====== EXTRAIT SOURCE
À l’heure où sonne le glas du confinement, on imagine le peintre, enfermé dans le secret de son atelier, se livrer à des rituels d’embaumements. Onctions et inspiration sont invoquées et gracieusement invitées à jouer leur rôle.

Pour ma part, je pris donc le chemin des pinceaux, jubilant presque d’avoir enfin du temps à moi.

J’avais pour idée de reprendre une image-source, négligée depuis longtemps. Cette image était le tableau de Fragonard, Les Baigneuses. Elle représentait une sorte de fibule pour moi, d’un éclat un peu terni et enfermée dans une boite. Lors d’un épisode douloureux sur le plan émotionnel, elle m’avait permis de reprendre pied, en se prêtant à diverses interprétations gestuelles et chromatiques sur le papier.

Je commençais mon petit voyage, avec un bagage léger. J’avais choisi de me consacrer à l’aquarelle, pratique de jeune fille, dit-on (la peinture à l’huile, c’est bien plus beau que la peinture à l’eau…) qui souffre un peu de mélancolie, à la manière de Verlaine.

Bien sûr, tous les peintres savent que c’est LA technique la plus difficile à maîtriser.

Elle ne souffre aucun repentir, on la rate ou on la réussit, cela l’espace d’un instant.

C’est cette immanence qui me séduisait justement au moment où tout se figeait dans la ville. Bien sûr le choix d’exhumer cette image devait beaucoup à ce qu’elle représentait, plusieurs jeunes femmes – ni toutes à fait les mêmes, ni tout à faite les autres – s’ébattant librement dans une cascade.

1 Rien de certain dans ce célèbre entretien, il est tout à fait possible que cela soit des paroles interprétées.

Une manière de « rafraîchissement » en quelque sorte. Notons que l’on rafraîchit également les tableaux…

L’accord entre le tact léger de l’aquarelle et le sujet était parfait. Après une série quelque peu compulsive de jolies figurantes flottantes, je décidais de changer un peu de sujet.

J’allais donc puiser dans mon Kriegschatz d’images nombreuses et variées, formant un atlas sans rime ni raison, collectionnées depuis l’enfance. Combien de fois ne me suis-je pas vue reprocher de rêvasser évasivement devant ces mirabilae !

Donc, très logiquement, je suis passée des baigneuses à une sirène antique pétrifiée, qui avait littéralement perdu la tête, quelque part dans les campus romains.
============
====== DONNÉES FOURNIES
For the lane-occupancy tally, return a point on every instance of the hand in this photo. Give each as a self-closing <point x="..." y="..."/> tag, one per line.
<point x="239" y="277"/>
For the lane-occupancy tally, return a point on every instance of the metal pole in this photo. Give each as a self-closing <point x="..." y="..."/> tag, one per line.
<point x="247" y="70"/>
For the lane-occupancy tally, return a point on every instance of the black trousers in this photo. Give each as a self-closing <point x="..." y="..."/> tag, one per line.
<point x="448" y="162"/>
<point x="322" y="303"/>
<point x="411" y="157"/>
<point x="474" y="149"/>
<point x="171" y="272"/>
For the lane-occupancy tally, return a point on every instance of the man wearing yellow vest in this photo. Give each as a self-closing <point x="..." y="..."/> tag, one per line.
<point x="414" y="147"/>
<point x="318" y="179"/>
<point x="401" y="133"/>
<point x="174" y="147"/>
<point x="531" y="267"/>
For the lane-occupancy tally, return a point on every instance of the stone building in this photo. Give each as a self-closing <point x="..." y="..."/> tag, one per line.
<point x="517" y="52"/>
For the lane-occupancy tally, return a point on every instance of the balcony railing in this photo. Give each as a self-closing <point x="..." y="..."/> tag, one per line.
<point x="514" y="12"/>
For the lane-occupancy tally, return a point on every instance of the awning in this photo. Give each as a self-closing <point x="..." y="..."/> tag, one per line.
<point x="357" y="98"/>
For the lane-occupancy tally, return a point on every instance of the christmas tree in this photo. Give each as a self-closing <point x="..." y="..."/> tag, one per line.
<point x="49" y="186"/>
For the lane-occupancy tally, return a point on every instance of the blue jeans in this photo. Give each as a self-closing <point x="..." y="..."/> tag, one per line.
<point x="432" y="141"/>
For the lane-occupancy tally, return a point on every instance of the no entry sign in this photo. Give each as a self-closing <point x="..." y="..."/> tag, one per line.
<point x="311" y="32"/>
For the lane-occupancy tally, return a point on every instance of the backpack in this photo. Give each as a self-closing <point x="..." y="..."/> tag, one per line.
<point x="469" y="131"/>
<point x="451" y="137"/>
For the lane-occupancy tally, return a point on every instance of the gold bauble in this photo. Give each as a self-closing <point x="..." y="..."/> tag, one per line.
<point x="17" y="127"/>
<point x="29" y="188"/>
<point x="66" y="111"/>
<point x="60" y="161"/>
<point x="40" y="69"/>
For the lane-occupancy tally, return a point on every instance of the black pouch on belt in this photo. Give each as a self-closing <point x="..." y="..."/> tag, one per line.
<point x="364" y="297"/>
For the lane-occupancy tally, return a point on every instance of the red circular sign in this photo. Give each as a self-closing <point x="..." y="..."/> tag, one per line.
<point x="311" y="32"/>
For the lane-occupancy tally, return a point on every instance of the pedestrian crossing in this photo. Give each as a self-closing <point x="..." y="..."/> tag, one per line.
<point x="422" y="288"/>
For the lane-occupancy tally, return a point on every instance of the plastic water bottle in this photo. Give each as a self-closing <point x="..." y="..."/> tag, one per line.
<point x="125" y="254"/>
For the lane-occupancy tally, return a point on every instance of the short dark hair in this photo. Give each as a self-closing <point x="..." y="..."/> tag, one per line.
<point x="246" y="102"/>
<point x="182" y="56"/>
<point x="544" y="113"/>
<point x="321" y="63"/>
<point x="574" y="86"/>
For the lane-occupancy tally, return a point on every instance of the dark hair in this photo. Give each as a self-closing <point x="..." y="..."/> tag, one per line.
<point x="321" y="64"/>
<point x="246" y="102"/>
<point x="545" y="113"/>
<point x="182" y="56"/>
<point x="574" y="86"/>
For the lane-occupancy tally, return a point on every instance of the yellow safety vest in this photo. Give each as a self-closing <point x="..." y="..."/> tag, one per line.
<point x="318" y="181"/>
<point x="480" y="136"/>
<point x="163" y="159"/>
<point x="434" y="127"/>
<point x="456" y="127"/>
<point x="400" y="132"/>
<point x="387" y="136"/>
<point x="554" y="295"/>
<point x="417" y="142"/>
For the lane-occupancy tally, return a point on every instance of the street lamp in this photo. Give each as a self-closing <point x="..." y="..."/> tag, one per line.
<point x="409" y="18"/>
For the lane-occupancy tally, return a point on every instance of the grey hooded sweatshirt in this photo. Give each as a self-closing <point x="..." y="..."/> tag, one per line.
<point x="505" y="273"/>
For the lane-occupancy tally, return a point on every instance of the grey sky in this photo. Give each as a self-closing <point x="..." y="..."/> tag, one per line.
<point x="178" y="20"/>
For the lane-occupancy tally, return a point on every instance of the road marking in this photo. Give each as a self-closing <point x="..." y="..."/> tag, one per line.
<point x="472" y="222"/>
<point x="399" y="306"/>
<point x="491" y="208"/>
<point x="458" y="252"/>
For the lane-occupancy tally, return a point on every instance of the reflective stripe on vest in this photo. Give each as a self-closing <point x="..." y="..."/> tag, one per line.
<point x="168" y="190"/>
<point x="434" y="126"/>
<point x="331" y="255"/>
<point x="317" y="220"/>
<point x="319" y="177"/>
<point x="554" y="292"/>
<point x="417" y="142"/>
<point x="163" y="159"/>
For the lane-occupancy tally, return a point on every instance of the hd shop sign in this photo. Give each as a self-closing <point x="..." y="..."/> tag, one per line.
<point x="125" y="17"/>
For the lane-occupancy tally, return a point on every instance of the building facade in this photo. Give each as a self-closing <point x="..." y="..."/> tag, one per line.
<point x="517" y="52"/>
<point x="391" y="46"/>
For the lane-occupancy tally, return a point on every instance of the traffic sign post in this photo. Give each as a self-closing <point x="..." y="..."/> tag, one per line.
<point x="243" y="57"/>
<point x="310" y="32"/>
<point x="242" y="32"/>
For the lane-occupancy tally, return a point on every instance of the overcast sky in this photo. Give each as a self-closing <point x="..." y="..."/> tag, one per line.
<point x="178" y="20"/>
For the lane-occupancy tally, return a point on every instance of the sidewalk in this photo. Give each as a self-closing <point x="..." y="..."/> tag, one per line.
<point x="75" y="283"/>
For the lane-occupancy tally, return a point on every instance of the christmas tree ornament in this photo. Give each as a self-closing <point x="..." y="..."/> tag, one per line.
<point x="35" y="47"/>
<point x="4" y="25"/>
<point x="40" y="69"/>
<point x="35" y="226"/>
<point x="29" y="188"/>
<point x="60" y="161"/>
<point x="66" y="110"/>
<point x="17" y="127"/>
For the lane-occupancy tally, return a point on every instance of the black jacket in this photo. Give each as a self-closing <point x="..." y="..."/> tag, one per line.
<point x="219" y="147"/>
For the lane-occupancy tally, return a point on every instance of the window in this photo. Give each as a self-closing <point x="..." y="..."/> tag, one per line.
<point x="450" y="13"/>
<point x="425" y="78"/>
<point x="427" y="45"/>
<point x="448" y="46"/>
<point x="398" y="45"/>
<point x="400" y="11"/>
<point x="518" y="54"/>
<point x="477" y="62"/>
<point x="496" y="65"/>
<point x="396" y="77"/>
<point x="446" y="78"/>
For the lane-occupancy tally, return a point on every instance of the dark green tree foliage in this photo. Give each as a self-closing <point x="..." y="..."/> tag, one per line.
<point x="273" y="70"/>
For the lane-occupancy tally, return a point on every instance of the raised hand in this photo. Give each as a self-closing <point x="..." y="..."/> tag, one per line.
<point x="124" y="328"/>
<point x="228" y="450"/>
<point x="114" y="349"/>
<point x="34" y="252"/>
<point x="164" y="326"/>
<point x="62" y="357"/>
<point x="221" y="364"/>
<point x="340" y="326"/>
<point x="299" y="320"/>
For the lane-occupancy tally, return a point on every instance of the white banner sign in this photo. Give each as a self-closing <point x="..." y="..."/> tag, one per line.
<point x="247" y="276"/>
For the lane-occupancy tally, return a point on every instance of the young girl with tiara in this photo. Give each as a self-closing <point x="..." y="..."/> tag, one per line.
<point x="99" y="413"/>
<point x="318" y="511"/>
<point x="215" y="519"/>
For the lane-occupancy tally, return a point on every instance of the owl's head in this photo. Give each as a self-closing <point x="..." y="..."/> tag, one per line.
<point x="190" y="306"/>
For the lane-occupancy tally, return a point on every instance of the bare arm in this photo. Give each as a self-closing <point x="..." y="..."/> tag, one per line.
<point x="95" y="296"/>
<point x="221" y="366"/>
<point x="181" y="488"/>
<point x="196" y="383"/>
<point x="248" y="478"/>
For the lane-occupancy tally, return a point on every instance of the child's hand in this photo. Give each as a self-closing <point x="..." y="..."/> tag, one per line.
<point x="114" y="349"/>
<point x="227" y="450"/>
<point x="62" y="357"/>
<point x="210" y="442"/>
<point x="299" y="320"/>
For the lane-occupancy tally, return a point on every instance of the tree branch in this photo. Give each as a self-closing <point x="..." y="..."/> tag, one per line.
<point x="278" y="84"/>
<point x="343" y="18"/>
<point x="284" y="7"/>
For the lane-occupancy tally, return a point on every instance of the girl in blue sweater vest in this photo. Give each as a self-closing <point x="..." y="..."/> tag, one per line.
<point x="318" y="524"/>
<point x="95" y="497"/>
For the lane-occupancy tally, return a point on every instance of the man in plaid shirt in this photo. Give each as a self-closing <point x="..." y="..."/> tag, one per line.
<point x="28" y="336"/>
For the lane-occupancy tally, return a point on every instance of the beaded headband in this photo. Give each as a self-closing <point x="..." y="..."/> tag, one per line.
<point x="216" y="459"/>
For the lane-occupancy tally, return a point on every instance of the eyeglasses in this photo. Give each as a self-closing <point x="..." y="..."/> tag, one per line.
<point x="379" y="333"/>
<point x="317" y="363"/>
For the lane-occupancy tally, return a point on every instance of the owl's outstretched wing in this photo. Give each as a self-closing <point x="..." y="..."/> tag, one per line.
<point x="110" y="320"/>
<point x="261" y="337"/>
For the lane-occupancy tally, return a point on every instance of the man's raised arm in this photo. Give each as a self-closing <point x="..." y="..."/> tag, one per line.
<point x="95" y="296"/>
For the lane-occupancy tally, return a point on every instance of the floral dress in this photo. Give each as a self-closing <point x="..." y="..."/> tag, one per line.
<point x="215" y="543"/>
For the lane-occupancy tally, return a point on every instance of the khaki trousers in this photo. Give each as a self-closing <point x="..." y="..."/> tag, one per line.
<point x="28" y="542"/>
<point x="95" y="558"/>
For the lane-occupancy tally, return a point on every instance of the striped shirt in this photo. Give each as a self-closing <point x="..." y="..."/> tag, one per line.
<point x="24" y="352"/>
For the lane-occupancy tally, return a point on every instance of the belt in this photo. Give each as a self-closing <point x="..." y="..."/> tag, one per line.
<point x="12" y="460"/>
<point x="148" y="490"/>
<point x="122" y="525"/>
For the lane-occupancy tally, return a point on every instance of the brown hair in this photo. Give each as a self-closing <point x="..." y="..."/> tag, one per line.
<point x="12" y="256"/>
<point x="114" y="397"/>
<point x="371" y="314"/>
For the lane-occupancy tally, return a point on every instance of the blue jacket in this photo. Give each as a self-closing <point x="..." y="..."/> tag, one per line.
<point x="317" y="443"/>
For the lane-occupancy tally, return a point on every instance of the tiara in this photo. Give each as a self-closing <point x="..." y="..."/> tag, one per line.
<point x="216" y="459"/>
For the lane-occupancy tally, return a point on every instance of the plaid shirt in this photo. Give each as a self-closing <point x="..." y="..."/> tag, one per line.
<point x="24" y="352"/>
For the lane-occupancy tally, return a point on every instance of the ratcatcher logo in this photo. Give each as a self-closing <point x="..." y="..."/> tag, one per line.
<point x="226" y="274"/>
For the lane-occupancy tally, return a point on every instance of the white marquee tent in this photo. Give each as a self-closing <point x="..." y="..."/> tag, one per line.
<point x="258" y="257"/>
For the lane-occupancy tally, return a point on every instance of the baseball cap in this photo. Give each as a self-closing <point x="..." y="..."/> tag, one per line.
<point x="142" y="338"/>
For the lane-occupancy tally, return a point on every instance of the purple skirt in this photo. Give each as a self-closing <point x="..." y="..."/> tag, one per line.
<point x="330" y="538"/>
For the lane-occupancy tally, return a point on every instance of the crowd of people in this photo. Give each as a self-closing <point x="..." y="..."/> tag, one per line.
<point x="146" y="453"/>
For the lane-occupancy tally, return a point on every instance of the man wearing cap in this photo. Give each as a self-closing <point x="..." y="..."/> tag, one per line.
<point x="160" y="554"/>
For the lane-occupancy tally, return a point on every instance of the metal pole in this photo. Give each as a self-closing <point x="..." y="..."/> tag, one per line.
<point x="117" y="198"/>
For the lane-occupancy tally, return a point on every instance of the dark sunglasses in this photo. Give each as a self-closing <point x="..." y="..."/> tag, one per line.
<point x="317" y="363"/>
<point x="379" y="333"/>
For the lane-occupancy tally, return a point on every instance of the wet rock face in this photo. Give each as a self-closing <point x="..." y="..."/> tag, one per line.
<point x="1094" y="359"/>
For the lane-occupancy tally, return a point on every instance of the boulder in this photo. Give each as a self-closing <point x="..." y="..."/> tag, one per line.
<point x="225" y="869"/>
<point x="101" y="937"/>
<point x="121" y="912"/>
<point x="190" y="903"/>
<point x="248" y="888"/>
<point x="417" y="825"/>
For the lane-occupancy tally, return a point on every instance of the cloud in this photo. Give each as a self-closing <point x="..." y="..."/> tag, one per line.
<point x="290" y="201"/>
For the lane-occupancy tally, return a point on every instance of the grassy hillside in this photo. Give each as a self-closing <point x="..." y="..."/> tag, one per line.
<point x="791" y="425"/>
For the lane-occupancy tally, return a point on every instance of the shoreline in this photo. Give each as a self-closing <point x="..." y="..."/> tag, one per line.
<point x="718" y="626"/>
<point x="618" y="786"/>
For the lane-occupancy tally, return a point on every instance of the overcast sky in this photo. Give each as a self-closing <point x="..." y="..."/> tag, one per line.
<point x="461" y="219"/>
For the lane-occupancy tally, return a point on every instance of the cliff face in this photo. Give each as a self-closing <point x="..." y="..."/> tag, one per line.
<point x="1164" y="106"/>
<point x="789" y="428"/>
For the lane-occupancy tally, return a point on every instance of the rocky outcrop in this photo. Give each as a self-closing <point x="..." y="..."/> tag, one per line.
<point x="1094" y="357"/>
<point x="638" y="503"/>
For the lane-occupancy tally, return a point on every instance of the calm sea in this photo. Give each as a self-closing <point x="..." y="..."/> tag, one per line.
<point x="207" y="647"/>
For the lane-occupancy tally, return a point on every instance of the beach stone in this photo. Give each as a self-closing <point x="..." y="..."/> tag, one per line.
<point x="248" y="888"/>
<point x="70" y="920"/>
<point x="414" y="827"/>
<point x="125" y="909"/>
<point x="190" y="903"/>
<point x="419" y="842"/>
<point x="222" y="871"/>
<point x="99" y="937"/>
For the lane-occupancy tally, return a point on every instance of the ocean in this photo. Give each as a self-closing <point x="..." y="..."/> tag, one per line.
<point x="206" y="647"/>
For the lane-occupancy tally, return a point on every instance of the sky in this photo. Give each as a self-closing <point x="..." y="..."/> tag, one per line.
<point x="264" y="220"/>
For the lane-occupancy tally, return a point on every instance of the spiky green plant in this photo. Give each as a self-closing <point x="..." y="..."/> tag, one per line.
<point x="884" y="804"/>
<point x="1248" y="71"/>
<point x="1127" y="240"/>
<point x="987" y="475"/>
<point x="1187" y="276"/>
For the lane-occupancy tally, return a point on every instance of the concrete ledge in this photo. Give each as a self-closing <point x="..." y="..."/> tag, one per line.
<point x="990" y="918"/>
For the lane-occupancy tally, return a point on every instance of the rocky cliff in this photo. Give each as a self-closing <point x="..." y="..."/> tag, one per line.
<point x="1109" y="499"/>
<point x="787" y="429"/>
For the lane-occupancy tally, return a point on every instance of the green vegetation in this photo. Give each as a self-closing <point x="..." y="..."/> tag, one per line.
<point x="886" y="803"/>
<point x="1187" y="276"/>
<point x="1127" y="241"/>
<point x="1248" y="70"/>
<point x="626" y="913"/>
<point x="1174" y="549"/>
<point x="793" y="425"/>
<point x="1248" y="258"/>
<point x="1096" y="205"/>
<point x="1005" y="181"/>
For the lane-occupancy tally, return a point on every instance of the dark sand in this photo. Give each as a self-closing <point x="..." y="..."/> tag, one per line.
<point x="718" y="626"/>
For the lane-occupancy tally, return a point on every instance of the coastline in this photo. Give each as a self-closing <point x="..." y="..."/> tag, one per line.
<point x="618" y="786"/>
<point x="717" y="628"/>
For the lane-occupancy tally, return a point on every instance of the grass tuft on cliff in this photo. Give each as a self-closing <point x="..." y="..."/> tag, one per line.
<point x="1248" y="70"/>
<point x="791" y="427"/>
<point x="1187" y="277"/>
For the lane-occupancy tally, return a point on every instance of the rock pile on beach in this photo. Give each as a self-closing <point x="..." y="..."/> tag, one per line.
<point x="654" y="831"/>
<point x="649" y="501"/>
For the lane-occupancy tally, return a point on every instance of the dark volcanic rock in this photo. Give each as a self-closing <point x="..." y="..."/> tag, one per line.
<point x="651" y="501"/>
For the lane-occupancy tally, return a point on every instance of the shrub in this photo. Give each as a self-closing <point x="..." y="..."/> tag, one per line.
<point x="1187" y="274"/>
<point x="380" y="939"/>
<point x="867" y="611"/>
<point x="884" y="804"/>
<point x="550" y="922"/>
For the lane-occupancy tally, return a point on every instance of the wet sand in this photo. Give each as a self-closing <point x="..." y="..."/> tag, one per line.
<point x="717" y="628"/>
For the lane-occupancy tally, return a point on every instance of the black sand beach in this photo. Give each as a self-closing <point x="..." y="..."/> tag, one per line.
============
CONSIGNES =>
A. D'après l'extrait sur l'aquarelle :
(i) Quel tableau de Fragonard sert d'image-source ?
(ii) Quelle technique de peinture est choisie pour ce travail ?
(iii) Vers quel sujet passe-t-on après les baigneuses ?
B. Extrayez de l'extrait sur l'aquarelle le texte à l'identique, en commençant par « J’avais pour idée » et en poursuivant jusqu'à « manière de Verlaine. ».

RÉSULTATS =>
A.
(i) Les Baigneuses.
(ii) L'aquarelle.
(iii) Une sirène antique pétrifiée, qui avait littéralement perdu la tête.

B.
J’avais pour idée de reprendre une image-source, négligée depuis longtemps. Cette image était le tableau de Fragonard, Les Baigneuses. Elle représentait une sorte de fibule pour moi, d’un éclat un peu terni et enfermée dans une boite. Lors d’un épisode douloureux sur le plan émotionnel, elle m’avait permis de reprendre pied, en se prêtant à diverses interprétations gestuelles et chromatiques sur le papier.

Je commençais mon petit voyage, avec un bagage léger. J’avais choisi de me consacrer à l’aquarelle, pratique de jeune fille, dit-on (la peinture à l’huile, c’est bien plus beau que la peinture à l’eau…) qui souffre un peu de mélancolie, à la manière de Verlaine.